▶ [Task to carry out]
Please copy every record below exactly, but leave the pictures out.

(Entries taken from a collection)
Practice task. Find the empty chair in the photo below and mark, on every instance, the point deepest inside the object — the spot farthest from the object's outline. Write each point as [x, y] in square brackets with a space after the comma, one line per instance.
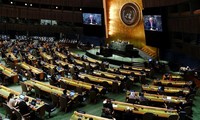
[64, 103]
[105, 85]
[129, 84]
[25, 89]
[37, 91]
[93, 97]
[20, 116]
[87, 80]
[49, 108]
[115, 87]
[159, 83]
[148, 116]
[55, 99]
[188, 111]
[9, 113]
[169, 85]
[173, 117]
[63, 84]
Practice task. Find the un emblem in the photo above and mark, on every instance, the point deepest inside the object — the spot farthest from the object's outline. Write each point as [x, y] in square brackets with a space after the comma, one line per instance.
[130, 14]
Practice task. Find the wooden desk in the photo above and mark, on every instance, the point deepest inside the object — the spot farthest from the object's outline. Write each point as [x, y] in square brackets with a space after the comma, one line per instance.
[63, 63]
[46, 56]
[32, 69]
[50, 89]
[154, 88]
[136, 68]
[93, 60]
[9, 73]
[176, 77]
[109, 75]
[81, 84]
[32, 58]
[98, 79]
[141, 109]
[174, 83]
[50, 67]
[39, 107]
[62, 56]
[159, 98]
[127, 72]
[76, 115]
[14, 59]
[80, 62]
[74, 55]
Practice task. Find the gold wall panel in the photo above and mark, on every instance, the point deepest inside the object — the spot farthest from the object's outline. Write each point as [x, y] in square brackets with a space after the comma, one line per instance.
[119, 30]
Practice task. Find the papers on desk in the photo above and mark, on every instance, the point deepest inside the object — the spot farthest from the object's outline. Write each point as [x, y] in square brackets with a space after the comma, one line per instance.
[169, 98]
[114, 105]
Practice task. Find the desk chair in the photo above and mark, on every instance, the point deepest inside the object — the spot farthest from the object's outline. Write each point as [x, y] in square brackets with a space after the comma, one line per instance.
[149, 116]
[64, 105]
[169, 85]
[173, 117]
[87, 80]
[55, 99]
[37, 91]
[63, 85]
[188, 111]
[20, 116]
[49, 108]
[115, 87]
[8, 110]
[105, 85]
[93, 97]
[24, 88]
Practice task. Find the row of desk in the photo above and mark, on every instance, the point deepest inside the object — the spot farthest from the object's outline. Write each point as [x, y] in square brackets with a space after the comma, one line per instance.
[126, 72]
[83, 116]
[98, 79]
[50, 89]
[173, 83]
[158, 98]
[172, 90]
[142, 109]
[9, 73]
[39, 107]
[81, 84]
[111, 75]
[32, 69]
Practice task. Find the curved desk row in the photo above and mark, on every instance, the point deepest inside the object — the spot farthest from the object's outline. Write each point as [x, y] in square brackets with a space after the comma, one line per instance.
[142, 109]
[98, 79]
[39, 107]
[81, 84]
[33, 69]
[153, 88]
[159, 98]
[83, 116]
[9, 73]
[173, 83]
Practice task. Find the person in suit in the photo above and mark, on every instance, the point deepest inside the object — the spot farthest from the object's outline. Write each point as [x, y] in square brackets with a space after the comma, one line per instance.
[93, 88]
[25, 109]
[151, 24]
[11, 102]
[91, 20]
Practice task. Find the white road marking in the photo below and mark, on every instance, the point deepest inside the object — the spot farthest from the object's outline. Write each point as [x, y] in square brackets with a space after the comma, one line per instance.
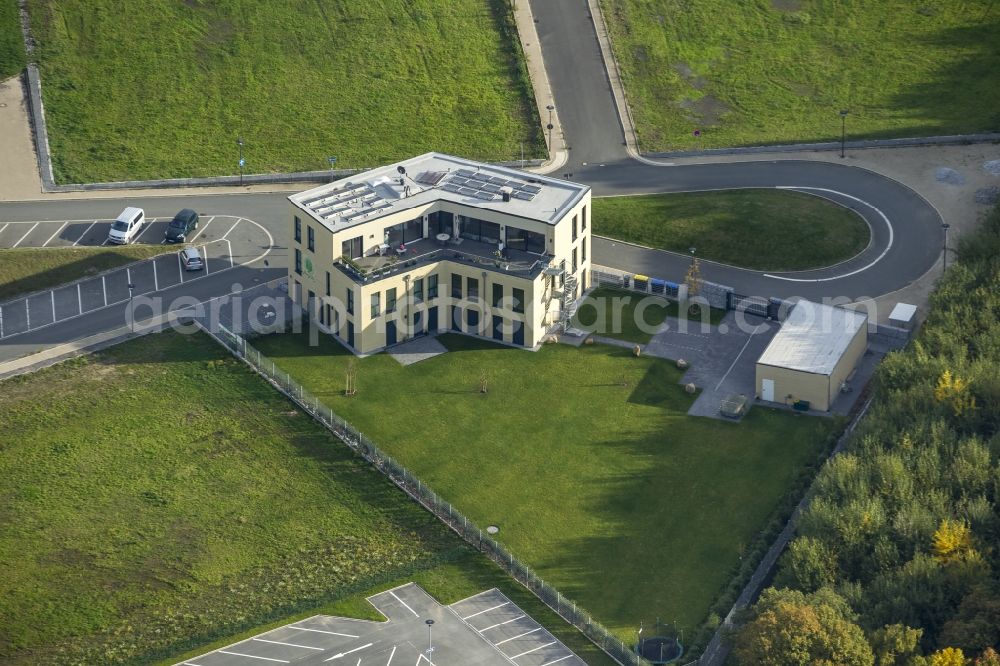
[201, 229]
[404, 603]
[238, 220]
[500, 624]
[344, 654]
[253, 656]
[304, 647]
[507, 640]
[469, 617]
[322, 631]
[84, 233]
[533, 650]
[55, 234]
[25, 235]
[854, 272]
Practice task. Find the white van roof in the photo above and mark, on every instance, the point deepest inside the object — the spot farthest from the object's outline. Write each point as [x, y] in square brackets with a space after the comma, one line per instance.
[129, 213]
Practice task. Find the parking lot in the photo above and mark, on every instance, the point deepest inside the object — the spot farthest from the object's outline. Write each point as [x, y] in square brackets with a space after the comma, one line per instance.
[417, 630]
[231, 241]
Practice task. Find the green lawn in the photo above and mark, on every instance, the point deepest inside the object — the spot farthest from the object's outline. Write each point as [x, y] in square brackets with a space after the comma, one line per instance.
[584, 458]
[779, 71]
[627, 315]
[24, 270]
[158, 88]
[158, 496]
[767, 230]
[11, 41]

▶ [Exercise result]
Practice task. Find the empty chair in the photo below and mark, on every instance, the point deepest inside the object — the spot farthest from the object's outline. Write each point as [x, y] in square brackets with a space after the comma, one line per instance.
[64, 103]
[105, 85]
[129, 84]
[25, 89]
[37, 91]
[93, 97]
[20, 116]
[87, 80]
[49, 108]
[115, 87]
[159, 83]
[148, 116]
[55, 99]
[188, 111]
[9, 113]
[169, 85]
[173, 117]
[63, 84]
Practice task. Find the un emblem in the photo above and mark, on every instance, the point deepest inside the object — the spot farthest from the object's outline. Write each point as [x, y] in square brackets with a space after the comma, one line per instance.
[130, 14]
Practice task. Find the wooden desk in the photo above and mark, on every instance, the point deepest inside the object — the spot farthest from the object's outline. Write each point as [x, y] in square brackets with a space after the comma, one line per instance.
[63, 63]
[46, 56]
[32, 69]
[50, 89]
[154, 88]
[136, 68]
[93, 60]
[9, 73]
[176, 77]
[109, 75]
[81, 84]
[32, 58]
[98, 79]
[141, 109]
[174, 83]
[50, 67]
[39, 107]
[62, 56]
[159, 98]
[127, 72]
[76, 115]
[14, 59]
[80, 62]
[74, 55]
Practice task. Find the gold wall panel in the photo above and mark, on every instance, the point deepest inside the object — the spot farthest from the object's outline. Write each point as [x, y] in square brackets with a space after the comma, one line per instance.
[119, 30]
Practice task. Find the papers on desk in the photo above and mark, on every instance, the point deepest inside the object — the spot farthest from the object's outline. Write each point as [x, y] in square brackets with a space after the comma, one line per instance.
[169, 98]
[114, 105]
Practice task. Find the desk chair in the photo above and mark, on every instance, the point deepest inside the object — the spot farthest from the object's outline. Write each point as [x, y] in square brackets with a space after the comma, one line per instance.
[149, 116]
[64, 105]
[169, 85]
[173, 117]
[87, 80]
[55, 99]
[37, 91]
[63, 85]
[188, 111]
[20, 116]
[49, 108]
[115, 87]
[8, 110]
[105, 85]
[93, 97]
[24, 88]
Practice task. Find the row of desk in the photo above and mark, on every instance, the point deepest inside the object — the spot farthest from the object's outline. Write each point as [x, y] in square brackets with a space after the comma, one line per instance.
[126, 72]
[83, 116]
[98, 79]
[50, 89]
[173, 83]
[158, 98]
[172, 90]
[142, 109]
[9, 73]
[39, 107]
[81, 84]
[111, 75]
[32, 69]
Practice task. Find the curved desk row in the photo above and mark, on every instance, the point deepest inside the object — the spot farthest from the object's outline. Write each point as [x, y] in square brackets with a space after the comma, one line per instance.
[142, 109]
[98, 79]
[39, 107]
[81, 84]
[33, 69]
[153, 88]
[159, 98]
[83, 116]
[9, 73]
[173, 83]
Practice task. Find the person in suit in the photo above and mark, on every instance, the point deepest inside the object — the spot farthest from the object's outline. Write each point as [x, y] in square brackets with a space after the comma, one line per instance.
[93, 88]
[25, 109]
[151, 24]
[11, 102]
[91, 20]
Practice task. Find the white road marking in the photo below and mark, on every instance, the point deepest inside the object — the spot farthest from the object's outline. Write each point as [x, y] in square brackets with a space after the comma, one line per instance.
[201, 229]
[404, 603]
[238, 220]
[500, 624]
[344, 654]
[253, 656]
[304, 647]
[507, 640]
[469, 617]
[322, 631]
[84, 233]
[533, 650]
[55, 234]
[25, 235]
[854, 272]
Practice task. Find the white van roof in the photo above and mark, on every instance, the point deepest inside the object — the spot farthest from the object's outline. Write each point as [x, y] in square brackets with a space after the comma, one line per instance.
[129, 213]
Practice task. Find the parking lot in the photo above and mark, on every instance, the point deepest inside the object — the spot farthest from the object's outline. Write each point as [x, y] in square brackets with a space after the comma, one line per instance.
[417, 630]
[231, 241]
Practice task. Find the green lawn in the photo above and mark, on every instance, the point deepest inside the object — the spot farthest from the object's outline. Write each point as [x, y] in square brackets with a space after the comma, one line per instance.
[584, 458]
[779, 71]
[627, 315]
[24, 270]
[158, 88]
[158, 496]
[767, 230]
[11, 41]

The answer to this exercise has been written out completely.